## What the task asks
Tally the lines in the records below that contain the string "grass", treating uppercase and lowercase as different, and give only the number.

--- Begin Material provided ---

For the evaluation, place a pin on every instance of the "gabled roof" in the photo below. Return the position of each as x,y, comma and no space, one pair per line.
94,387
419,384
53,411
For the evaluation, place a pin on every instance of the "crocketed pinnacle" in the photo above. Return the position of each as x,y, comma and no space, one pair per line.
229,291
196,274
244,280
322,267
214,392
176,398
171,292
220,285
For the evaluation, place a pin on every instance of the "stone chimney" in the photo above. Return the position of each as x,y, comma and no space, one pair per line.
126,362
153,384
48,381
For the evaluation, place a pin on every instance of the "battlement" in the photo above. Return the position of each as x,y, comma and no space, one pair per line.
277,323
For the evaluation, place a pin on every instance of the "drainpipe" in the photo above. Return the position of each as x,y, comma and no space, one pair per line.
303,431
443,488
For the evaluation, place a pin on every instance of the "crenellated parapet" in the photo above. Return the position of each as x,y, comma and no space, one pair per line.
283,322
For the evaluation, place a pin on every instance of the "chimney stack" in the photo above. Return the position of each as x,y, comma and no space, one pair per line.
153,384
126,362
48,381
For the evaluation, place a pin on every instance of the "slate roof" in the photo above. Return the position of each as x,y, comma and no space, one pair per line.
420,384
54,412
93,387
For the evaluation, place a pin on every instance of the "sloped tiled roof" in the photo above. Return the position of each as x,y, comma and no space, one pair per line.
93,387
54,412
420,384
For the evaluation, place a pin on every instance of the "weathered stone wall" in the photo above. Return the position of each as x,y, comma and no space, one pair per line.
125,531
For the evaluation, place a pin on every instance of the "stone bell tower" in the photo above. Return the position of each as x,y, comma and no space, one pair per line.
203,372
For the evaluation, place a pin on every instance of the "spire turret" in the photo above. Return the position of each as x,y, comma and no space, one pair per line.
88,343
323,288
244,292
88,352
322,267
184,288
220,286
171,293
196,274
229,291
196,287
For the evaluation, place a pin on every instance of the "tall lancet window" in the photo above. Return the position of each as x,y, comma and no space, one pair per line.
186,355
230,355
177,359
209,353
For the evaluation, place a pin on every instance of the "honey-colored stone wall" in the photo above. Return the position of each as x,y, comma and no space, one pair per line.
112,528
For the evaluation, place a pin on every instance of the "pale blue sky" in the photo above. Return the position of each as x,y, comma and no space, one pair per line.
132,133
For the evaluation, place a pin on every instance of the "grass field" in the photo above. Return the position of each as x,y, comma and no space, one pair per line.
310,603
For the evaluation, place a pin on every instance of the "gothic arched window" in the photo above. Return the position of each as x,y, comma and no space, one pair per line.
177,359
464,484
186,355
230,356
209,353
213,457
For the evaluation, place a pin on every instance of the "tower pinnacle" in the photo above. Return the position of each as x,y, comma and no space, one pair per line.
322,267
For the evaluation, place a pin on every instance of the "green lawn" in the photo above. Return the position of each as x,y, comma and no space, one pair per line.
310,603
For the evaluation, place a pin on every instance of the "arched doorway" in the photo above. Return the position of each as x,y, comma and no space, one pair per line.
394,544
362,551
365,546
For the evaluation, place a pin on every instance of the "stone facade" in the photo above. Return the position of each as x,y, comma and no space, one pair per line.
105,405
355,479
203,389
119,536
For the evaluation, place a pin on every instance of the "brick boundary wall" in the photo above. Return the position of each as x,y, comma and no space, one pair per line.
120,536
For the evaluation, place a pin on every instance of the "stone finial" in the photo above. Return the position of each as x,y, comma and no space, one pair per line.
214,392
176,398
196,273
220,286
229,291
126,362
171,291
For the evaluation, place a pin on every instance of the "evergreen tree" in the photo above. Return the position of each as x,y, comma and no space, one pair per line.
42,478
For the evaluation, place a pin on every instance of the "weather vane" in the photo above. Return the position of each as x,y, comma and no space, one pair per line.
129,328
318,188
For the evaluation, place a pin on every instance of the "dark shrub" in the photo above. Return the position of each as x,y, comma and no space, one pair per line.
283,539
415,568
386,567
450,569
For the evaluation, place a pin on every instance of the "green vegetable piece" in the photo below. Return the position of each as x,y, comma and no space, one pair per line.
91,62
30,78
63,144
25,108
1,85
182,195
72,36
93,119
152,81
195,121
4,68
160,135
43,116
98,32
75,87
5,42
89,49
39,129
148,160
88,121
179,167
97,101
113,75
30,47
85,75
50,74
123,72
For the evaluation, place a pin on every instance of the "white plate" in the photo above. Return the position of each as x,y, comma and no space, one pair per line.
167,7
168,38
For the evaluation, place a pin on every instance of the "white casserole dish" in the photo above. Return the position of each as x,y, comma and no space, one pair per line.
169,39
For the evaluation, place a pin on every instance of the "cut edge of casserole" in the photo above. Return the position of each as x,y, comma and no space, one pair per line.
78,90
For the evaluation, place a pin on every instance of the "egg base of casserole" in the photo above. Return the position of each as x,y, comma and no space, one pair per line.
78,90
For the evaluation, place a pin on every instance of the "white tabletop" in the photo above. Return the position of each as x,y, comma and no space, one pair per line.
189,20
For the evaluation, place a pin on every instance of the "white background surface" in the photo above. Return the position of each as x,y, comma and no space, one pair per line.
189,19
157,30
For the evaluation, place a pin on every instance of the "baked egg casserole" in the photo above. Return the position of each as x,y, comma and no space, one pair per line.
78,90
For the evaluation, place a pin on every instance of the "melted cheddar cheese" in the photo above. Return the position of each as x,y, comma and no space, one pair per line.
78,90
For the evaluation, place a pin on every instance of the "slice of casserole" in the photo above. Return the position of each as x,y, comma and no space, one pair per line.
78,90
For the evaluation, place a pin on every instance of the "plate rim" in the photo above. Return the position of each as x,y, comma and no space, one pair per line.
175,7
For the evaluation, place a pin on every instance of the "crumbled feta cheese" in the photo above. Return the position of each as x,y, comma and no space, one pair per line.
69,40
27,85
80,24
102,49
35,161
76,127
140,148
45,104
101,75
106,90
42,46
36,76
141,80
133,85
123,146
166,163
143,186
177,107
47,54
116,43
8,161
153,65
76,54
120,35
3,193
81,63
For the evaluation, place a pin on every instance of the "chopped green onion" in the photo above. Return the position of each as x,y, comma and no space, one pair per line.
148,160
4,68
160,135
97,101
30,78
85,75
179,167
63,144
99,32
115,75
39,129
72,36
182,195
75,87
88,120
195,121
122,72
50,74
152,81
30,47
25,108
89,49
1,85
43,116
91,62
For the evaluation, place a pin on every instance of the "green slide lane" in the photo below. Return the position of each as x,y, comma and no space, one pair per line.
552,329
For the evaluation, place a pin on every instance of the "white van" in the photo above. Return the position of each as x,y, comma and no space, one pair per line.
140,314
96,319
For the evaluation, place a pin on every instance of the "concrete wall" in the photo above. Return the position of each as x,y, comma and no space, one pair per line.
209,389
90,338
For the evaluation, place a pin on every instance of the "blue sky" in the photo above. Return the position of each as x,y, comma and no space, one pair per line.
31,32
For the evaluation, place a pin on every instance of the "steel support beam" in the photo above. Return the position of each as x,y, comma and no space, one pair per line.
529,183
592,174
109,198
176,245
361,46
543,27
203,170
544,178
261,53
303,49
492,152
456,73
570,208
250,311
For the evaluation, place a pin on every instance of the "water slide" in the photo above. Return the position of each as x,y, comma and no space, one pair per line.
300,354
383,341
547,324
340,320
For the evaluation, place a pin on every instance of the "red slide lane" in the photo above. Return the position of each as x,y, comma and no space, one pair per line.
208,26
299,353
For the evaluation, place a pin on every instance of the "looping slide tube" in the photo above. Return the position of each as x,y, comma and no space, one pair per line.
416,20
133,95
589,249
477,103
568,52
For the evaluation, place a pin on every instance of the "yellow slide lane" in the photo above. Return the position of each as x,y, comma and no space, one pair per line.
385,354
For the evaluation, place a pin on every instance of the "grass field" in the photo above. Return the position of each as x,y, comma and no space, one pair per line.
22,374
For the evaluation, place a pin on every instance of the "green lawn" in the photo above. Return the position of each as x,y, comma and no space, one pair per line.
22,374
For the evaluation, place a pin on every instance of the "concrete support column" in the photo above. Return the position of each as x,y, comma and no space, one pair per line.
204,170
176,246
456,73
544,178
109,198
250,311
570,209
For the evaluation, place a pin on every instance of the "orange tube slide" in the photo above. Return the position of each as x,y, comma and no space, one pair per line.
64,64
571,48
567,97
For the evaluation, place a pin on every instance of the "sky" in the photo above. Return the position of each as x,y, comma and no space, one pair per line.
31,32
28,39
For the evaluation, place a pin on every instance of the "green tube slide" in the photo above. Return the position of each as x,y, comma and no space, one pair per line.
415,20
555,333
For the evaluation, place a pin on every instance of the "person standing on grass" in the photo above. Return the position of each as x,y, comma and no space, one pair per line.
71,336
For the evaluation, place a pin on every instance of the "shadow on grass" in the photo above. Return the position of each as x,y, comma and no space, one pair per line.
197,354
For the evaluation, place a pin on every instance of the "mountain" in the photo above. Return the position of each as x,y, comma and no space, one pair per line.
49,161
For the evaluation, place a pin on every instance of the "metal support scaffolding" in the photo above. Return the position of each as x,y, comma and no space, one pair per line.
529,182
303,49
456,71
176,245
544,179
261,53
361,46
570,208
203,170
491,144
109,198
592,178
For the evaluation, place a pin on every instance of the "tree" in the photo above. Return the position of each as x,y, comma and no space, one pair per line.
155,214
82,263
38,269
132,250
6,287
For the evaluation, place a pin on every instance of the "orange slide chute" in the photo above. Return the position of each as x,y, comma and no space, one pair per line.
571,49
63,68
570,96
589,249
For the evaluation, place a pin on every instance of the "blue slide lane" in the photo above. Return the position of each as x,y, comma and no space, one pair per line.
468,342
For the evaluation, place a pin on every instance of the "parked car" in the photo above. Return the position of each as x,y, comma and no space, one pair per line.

--- End Material provided ---

## Exercise response
4